日本の抹茶とアメリカのミレニアル世代を繋ぐWorld Matcha

「僕はアメリカで抹茶の可能性を試したい。コーヒーの代わりとして次のエナジードリンクになる可能性が抹茶にはあるものの、現状ではまだカフェでしか飲まれていない状態だ」

そう話すのは、World Matchaの創業者でCEOを務める塚田英次郎氏。同社は抹茶の飲用機会を世界に広めることを目指し、現在、アメリカで挑戦している。

スタンフォード大学を卒業し、長年サントリーに勤めながら日本とカリフォルニアを行き来したという塚田氏は、心や身体の健康意識の高いアメリカの“ミレニアル世代”と日本が誇る“抹茶文化”は非常に相性が良いと確信し、彼らの「より健康的でよりサステイナブルな生き方をサポート」するべく、抹茶を誰でも簡単に自宅やオフィスなどで楽しめるようにするソリューションの「Cuzen Matcha」を開発している。

Cuzen Matchaはハードウェアの「Matcha Maker」と専用の碾茶(抹茶をひく前の茶葉)「Matcha Leaf」から成り、挽きたての“抹茶の濃い液体”である「Matcha-presso」が作られる。このMatcha-pressoはストレートで飲むことも可能だが、World Matchaではミルクにかけて抹茶ラテにしたり、炭酸水と割って味わうことも推奨している。

== == ==

◆ やること:
**a.** World Matchaの記事の「日本の抹茶とアメリカのミレニアル世代を繋ぐWorld Matcha」から「在、アメリカで挑戦している。」までを、「アメリカ」を「カナダ」に変えて書き直してください。
**b.** World Matchaの記事によると、塚田英次郎氏はどこの大学を卒業しましたか。
**c.** World Matchaの記事の最後の文に続けて、その先を書いてください。

== == ==

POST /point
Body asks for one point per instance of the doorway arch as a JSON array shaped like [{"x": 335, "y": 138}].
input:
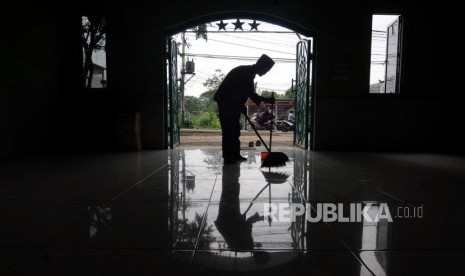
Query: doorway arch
[{"x": 304, "y": 131}]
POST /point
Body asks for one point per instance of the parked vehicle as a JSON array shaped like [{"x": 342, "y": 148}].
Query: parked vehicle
[
  {"x": 267, "y": 125},
  {"x": 286, "y": 125}
]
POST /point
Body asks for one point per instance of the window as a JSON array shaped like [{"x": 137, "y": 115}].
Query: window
[
  {"x": 385, "y": 54},
  {"x": 93, "y": 33}
]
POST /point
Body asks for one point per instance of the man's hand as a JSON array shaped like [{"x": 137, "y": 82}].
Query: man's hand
[{"x": 244, "y": 110}]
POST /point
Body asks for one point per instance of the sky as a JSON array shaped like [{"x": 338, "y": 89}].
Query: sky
[{"x": 226, "y": 50}]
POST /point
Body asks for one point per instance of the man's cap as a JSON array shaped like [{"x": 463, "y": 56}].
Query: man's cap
[{"x": 265, "y": 61}]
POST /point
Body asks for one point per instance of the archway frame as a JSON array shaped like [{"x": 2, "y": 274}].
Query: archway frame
[{"x": 247, "y": 15}]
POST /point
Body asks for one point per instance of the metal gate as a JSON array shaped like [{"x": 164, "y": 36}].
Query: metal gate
[
  {"x": 302, "y": 97},
  {"x": 173, "y": 94}
]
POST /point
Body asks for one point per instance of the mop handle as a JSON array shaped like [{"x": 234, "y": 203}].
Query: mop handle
[
  {"x": 272, "y": 121},
  {"x": 256, "y": 132}
]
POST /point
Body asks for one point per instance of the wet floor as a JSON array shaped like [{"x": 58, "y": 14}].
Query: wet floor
[{"x": 185, "y": 213}]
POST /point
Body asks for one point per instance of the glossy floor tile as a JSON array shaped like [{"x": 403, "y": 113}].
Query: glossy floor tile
[{"x": 183, "y": 212}]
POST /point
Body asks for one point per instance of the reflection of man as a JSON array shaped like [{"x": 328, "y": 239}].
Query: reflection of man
[
  {"x": 237, "y": 86},
  {"x": 231, "y": 223}
]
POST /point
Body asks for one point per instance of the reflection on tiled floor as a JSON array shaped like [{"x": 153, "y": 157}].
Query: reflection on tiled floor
[{"x": 183, "y": 212}]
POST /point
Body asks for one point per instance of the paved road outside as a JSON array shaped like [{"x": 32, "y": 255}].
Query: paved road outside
[{"x": 192, "y": 137}]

== == ==

◆ 練習の答え:
**a.**
日本の抹茶とカナダのミレニアル世代を繋ぐWorld Matcha

「僕はカナダで抹茶の可能性を試したい。コーヒーの代わりとして次のエナジードリンクになる可能性が抹茶にはあるものの、現状ではまだカフェでしか飲まれていない状態だ」

そう話すのは、World Matchaの創業者でCEOを務める塚田英次郎氏。同社は抹茶の飲用機会を世界に広めることを目指し、現在、カナダで挑戦している。

**b.** スタンフォード大学です。

**c.**
World Matchaの設立は2019年1月。それ以前、塚田氏はサンフランシスコのミッション地区に店舗を構える抹茶のカフェ「Stonemill Matcha」を立ち上げ、1日に700杯くらいの抹茶のドリンクが飲まれるほどの「大ヒット」を経験した。

塚田氏いわく、抹茶はアメリカでも「飲み物としての市民権は得られている」。だが、まだカフェなど“外”で飲むものとして認識されており、「なかなか家やオフィスには来ていない」(塚田氏)

そもそも、「Stonemill Matchaは抹茶の飲用を家庭やオフィスに広げていくために、ある意味では、旗艦店として展開していた」と塚田氏は言う。「だが、残念ながら、(抹茶の)粉が凄く売れたかというと、そういうわけではない」(塚田氏)

抹茶の粉が売れないのは“使い勝手の悪さ”も1つの原因だった。そのため、碾茶を使った美味しい抹茶がマシンを使い簡単に楽しめるCuzen Matchaを開発するに至った。

World Matchaは1月6日、毎年ラスベガスで開催されている家電展示会のCESにて、Cuzen Matchaが「CES 2020 Innovation Awards Honoree (イノベーション賞)」を受賞したことを発表。この賞は、デザインや機能性が優れているプロダクトに与えられる。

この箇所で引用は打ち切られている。